### Problem requirements
Take down each entry exactly as written.

### Dataset excerpts
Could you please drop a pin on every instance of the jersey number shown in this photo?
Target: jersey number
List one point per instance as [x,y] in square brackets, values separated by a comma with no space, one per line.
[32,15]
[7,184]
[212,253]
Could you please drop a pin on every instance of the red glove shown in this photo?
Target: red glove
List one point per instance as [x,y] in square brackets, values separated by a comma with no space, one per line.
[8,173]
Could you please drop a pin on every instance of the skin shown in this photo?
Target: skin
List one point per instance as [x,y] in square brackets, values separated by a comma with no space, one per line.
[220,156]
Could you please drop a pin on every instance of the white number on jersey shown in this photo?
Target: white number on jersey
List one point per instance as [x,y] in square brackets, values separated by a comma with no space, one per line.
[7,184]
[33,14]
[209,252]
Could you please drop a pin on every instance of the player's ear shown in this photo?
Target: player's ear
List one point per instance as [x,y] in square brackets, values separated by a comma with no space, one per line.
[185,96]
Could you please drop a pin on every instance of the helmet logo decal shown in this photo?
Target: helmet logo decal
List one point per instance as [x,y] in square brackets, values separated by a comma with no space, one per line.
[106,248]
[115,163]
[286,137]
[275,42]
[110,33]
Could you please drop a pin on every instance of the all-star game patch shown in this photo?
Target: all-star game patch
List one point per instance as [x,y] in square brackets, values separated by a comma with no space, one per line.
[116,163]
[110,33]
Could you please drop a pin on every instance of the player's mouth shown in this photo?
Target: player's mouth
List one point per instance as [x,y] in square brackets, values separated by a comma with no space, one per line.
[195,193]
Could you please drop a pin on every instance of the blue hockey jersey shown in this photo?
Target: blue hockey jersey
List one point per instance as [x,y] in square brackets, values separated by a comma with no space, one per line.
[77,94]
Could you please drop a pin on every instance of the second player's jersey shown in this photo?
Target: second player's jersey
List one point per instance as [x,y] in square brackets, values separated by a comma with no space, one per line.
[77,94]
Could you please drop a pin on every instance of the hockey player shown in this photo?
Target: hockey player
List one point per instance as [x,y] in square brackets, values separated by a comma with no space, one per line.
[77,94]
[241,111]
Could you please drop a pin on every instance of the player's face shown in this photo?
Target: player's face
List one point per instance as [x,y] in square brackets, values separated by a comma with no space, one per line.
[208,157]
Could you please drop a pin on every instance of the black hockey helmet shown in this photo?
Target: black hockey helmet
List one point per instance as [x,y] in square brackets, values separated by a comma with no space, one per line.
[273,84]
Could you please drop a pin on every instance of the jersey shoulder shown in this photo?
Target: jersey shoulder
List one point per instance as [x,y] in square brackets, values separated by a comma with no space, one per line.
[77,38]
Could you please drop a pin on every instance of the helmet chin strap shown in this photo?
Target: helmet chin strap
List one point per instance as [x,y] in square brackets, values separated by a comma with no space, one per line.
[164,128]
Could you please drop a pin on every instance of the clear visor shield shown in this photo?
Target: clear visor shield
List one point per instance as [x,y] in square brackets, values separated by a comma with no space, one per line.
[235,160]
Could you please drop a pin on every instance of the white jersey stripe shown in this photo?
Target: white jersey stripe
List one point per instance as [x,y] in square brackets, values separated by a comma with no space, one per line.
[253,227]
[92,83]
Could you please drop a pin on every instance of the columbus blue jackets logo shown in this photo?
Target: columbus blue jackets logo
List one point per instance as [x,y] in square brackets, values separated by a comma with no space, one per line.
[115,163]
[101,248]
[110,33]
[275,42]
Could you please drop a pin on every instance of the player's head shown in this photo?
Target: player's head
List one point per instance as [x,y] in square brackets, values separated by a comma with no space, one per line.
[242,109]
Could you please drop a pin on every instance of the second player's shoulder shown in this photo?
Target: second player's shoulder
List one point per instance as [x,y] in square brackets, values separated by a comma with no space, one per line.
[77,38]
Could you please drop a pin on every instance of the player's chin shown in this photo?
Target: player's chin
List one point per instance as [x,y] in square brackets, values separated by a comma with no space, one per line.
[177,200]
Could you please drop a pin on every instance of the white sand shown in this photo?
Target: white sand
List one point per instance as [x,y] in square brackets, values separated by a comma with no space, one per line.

### Exercise solution
Could you please drop a pin on every instance of the jersey number shown in this photo?
Target: jersey number
List one point per instance as [x,y] in square brackets, values separated by a comma with no space, one per line.
[32,15]
[7,184]
[212,253]
Could you please drop a pin on every instance of the red glove shown in this photo?
Target: red glove
List one point per instance as [x,y] in square brackets, values separated by a comma with no space, one per line.
[8,173]
Could you please drop a pin on every instance of the skin shown in this photo?
Target: skin
List one point per instance as [x,y] in square brackets, values separated by a comma with no space, one per line.
[220,156]
Could you please drop a pin on every instance of the white number on jersey shown in this photo?
Target: white number on jersey
List one point per instance as [x,y] in square brackets, values separated by a comma with no space, one per line.
[7,184]
[33,14]
[209,252]
Could you please drop a pin on every instance of the player's ear shown in this photo?
Target: player's ear
List one point per instance as [x,y] in square brackets, values separated by a comma with no space, one per line.
[185,96]
Could you please drop a pin on every instance of the helmet logo decal shown in this photo?
Target: helmet logo decal
List one point per instance as [x,y] in square brackets, values separated by a comma with no space, one per line.
[106,248]
[115,163]
[286,137]
[275,42]
[110,33]
Could you please drop a pin on every instance of the all-star game patch shown in this photo?
Target: all-star game patch
List one point per instance as [x,y] in square brackets, values separated by a comma with no space, one per line.
[116,163]
[110,33]
Could you please drop a pin on every instance of the player's mouth shown in this photo?
Target: player's mouth
List one point per instance as [x,y] in square brackets, values separated by a comma with no space, one per line.
[195,193]
Could you please drop a pin on every instance of the blue hockey jersey shown in this photo?
Target: blue hockey jersey
List one point per instance as [x,y] in square brackets, values separated by a comma with no space, one per line.
[77,94]
Could you please drop a pin on every instance of the second player's jersey shown in this photo?
Target: second player's jersey
List one point per instance as [x,y] in square brackets, values separated by a comma with no space, one per line.
[77,94]
Could you please drop a pin on every instance of the hockey player shown in this photo?
Target: hockey player
List one point per instance as [x,y] in square brackets, values separated by a comma with no space, one per line.
[77,94]
[241,111]
Could you please drop a pin on every instance of the player's face shown in this photo?
Target: player's face
List one point per instance as [x,y] in square brackets, values separated by a comma with no space, one per line.
[208,157]
Could you please drop a pin on every instance of the black hockey helmet shown in this photo?
Target: black hockey helmet
List one point per instance as [x,y] in square brackets, values separated by a comma with no space, one per line.
[273,84]
Could you please drop a pin on every instance of the jersey shoulder shown in this photo?
Target: jersey shoulder
List one point per instance as [x,y] in square brackets, values separated by a comma with no space, one per line.
[77,38]
Could you please drop a pin on every instance of the helmet chin strap shown in this photo?
Target: helmet chin strap
List one point per instance as [x,y] in square brackets, values separated by a comma with no space, one per line.
[164,128]
Could you please drop a pin on every instance of the clear visor shield shown in this photo?
Target: clear visor shield
List one point per instance as [x,y] in square brackets, values separated by a comma with no space, one per line.
[235,160]
Could you please drop a pin on every instance of the white jersey stripe shown in this photo?
Target: white jersey stripe
List one point per instance as [x,y] in square brackets, values separated by a comma with no space, one per line.
[253,227]
[92,83]
Could you please drop a pin on every instance of the columbus blue jackets logo shown in this photo?
Target: columbus blue jackets logo
List one point per instance as [x,y] in square brackets, values separated by a comma with no space, one per line.
[115,163]
[101,248]
[110,33]
[275,42]
Could you please drop a pin on every instance of the player's head shown in this photo?
Target: player's head
List one point per instance as [x,y] in square brackets, values separated by a comma with no space, one per line.
[242,109]
Could you please drop a pin on every instance of the second player's shoulder shown in this photo?
Target: second player's shoulder
List one point per instance as [x,y] in square brackets, values separated by a comma with no space, one per line.
[77,38]
Could you please drop a pin on every instance of the player's chin shown in this photo?
Target: player's chin
List one point per instance as [x,y] in square brackets, values separated by a comma with no space, one per line.
[177,200]
Could you please drop a pin on every instance of the white sand shown in this photo?
Target: white sand
List one point per instance as [x,y] in square brackets, values separated by a comma with no space, one per line.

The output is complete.